__Requirements__.
In the listing below, take the part that opens with the line containing "Mark the asphalt" and closes with the line containing "point(373, 212)", and write it out again with "white sign board" changed to "white road sign" and nothing else altered. Leave the pictures out.

__Dataset entries__.
"""

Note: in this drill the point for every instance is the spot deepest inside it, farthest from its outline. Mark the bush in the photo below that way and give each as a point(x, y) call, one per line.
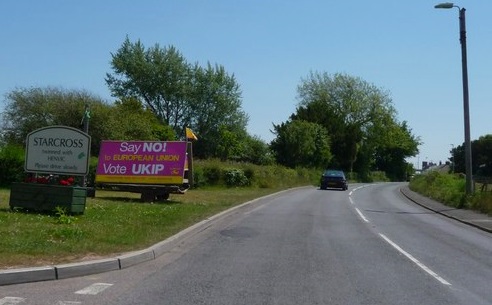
point(212, 175)
point(235, 177)
point(446, 188)
point(11, 164)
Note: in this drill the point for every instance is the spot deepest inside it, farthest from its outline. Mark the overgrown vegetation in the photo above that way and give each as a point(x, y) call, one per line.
point(450, 190)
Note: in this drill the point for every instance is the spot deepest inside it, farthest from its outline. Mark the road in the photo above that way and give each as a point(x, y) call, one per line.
point(367, 245)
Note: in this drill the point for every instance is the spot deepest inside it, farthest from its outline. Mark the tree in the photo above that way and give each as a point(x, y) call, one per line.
point(158, 76)
point(207, 100)
point(29, 109)
point(139, 123)
point(357, 116)
point(301, 143)
point(216, 112)
point(481, 156)
point(32, 108)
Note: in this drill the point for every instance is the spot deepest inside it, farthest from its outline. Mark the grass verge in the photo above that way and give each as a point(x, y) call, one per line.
point(113, 223)
point(450, 190)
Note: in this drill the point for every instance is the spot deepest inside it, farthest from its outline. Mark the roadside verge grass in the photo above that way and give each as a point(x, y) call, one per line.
point(113, 223)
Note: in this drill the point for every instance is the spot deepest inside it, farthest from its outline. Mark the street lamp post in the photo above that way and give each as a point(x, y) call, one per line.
point(466, 108)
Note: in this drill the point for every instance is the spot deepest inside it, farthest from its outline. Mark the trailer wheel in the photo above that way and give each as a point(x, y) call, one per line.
point(147, 196)
point(163, 197)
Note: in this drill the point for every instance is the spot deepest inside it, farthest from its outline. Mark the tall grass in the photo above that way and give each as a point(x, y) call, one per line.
point(450, 190)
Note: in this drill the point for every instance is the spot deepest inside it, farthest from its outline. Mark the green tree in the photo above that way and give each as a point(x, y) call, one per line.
point(31, 108)
point(160, 77)
point(216, 115)
point(139, 123)
point(357, 116)
point(207, 100)
point(301, 143)
point(481, 156)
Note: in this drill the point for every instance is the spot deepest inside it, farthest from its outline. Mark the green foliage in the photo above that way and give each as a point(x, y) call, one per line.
point(11, 164)
point(62, 217)
point(445, 188)
point(207, 100)
point(481, 157)
point(361, 122)
point(235, 177)
point(301, 143)
point(32, 108)
point(216, 173)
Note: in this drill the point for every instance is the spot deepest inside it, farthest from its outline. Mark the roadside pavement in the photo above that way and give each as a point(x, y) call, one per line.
point(47, 273)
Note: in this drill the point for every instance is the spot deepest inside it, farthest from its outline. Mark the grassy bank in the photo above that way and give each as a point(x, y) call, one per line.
point(113, 223)
point(450, 190)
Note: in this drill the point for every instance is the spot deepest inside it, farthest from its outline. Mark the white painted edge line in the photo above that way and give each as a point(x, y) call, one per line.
point(361, 215)
point(94, 288)
point(415, 261)
point(11, 301)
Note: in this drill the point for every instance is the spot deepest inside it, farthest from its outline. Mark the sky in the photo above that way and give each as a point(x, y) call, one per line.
point(409, 49)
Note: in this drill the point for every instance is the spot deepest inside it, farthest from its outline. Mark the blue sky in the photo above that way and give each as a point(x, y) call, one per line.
point(407, 48)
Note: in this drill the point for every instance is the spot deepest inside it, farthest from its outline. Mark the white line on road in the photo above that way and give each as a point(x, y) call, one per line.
point(361, 215)
point(11, 301)
point(94, 288)
point(416, 261)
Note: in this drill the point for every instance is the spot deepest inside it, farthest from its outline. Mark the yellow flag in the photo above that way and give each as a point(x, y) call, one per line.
point(190, 135)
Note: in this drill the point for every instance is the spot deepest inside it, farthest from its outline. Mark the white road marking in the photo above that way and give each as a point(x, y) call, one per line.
point(94, 288)
point(361, 215)
point(416, 261)
point(11, 301)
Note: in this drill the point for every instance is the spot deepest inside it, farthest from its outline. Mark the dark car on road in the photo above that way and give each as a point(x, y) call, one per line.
point(333, 179)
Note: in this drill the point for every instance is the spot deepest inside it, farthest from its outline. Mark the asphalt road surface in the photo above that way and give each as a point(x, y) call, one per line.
point(367, 245)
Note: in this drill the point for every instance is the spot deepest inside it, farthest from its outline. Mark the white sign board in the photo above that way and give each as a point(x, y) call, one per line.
point(58, 149)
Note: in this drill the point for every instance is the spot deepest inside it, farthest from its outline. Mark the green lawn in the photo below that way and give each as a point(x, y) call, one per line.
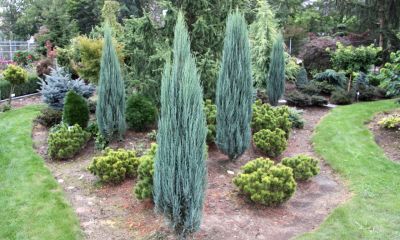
point(32, 205)
point(373, 212)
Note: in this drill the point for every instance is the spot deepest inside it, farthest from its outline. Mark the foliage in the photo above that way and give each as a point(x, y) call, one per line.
point(75, 110)
point(341, 97)
point(265, 182)
point(276, 74)
point(66, 141)
point(300, 99)
point(30, 86)
point(210, 110)
point(354, 59)
point(332, 77)
point(144, 186)
point(234, 90)
point(26, 180)
point(24, 58)
point(390, 75)
point(140, 112)
point(304, 167)
point(85, 56)
point(390, 122)
point(263, 33)
point(296, 117)
point(56, 85)
point(49, 117)
point(114, 166)
point(15, 75)
point(110, 110)
point(302, 77)
point(272, 143)
point(267, 117)
point(179, 194)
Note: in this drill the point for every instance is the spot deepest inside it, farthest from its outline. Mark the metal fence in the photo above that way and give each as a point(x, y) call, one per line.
point(8, 48)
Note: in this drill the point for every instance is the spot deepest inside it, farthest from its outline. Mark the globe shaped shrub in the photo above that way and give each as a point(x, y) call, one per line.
point(115, 165)
point(75, 110)
point(140, 112)
point(272, 143)
point(304, 167)
point(266, 183)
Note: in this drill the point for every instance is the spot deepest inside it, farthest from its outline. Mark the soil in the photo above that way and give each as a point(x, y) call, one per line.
point(112, 212)
point(17, 103)
point(387, 139)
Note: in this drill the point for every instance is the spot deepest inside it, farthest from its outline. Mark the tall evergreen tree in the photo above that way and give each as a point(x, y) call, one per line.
point(234, 89)
point(110, 112)
point(180, 168)
point(276, 75)
point(262, 34)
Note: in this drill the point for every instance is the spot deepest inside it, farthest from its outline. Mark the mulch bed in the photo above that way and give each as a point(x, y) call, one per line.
point(112, 211)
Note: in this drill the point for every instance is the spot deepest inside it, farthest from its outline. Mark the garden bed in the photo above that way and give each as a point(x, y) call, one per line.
point(112, 211)
point(387, 139)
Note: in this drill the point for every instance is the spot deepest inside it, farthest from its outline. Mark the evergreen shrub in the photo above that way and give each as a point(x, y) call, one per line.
point(266, 183)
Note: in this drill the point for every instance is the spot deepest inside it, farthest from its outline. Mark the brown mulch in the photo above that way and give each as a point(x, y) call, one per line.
point(112, 211)
point(387, 139)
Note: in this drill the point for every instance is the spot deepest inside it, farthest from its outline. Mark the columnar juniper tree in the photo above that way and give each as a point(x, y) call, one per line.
point(110, 111)
point(234, 90)
point(276, 75)
point(180, 170)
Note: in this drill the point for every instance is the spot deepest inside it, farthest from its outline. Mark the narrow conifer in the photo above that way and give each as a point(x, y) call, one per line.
point(276, 75)
point(180, 169)
point(110, 111)
point(234, 90)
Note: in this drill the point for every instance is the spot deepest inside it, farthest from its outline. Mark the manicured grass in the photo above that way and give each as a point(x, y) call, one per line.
point(32, 205)
point(344, 141)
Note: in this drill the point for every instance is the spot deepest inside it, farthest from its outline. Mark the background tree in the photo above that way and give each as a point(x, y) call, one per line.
point(262, 34)
point(180, 168)
point(276, 75)
point(110, 111)
point(234, 89)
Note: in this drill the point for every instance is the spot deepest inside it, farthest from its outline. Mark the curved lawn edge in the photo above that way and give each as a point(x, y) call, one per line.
point(343, 140)
point(32, 204)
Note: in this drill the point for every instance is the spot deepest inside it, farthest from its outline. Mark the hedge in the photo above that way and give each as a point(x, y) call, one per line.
point(31, 86)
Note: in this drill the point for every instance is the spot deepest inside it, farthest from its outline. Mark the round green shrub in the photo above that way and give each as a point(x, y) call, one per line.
point(272, 143)
point(49, 117)
point(115, 165)
point(304, 167)
point(140, 112)
point(76, 110)
point(64, 142)
point(210, 110)
point(144, 186)
point(266, 183)
point(267, 117)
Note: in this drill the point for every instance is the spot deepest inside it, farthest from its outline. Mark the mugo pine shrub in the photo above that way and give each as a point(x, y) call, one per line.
point(272, 143)
point(115, 165)
point(76, 110)
point(144, 186)
point(234, 90)
point(140, 112)
point(110, 110)
point(180, 168)
point(65, 142)
point(267, 117)
point(266, 183)
point(304, 167)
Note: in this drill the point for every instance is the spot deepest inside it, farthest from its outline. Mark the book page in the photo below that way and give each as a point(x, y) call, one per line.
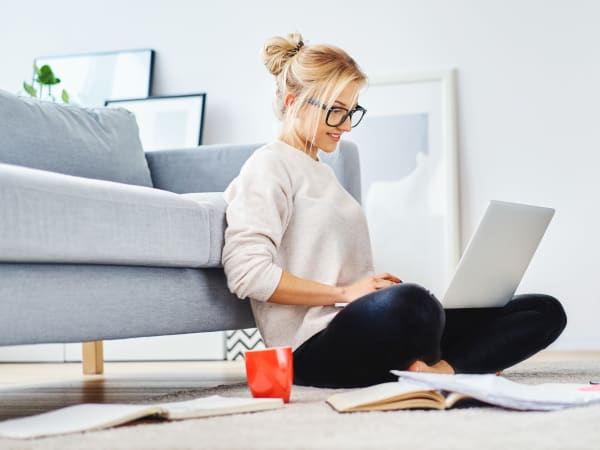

"""

__In response__.
Note: in this drill the point for every instance is the spot deepest inside it, farthest from its outline. Mark the asphalt road surface in the photo above that way and give each as a point(x, y) call, one per line.
point(367, 245)
Note: in this drill the point for every instance is the spot deepest inside it, farthest from its outline. Mark the white road sign in the photo above that way and give each as a point(x, y) call, one per line.
point(58, 149)
Note: in this drill the point for every instance is the spot deepest inside it, farthest from its outline. Mark the green lawn in the photo below that way and give each as a point(x, y) call, one per line.
point(32, 205)
point(373, 212)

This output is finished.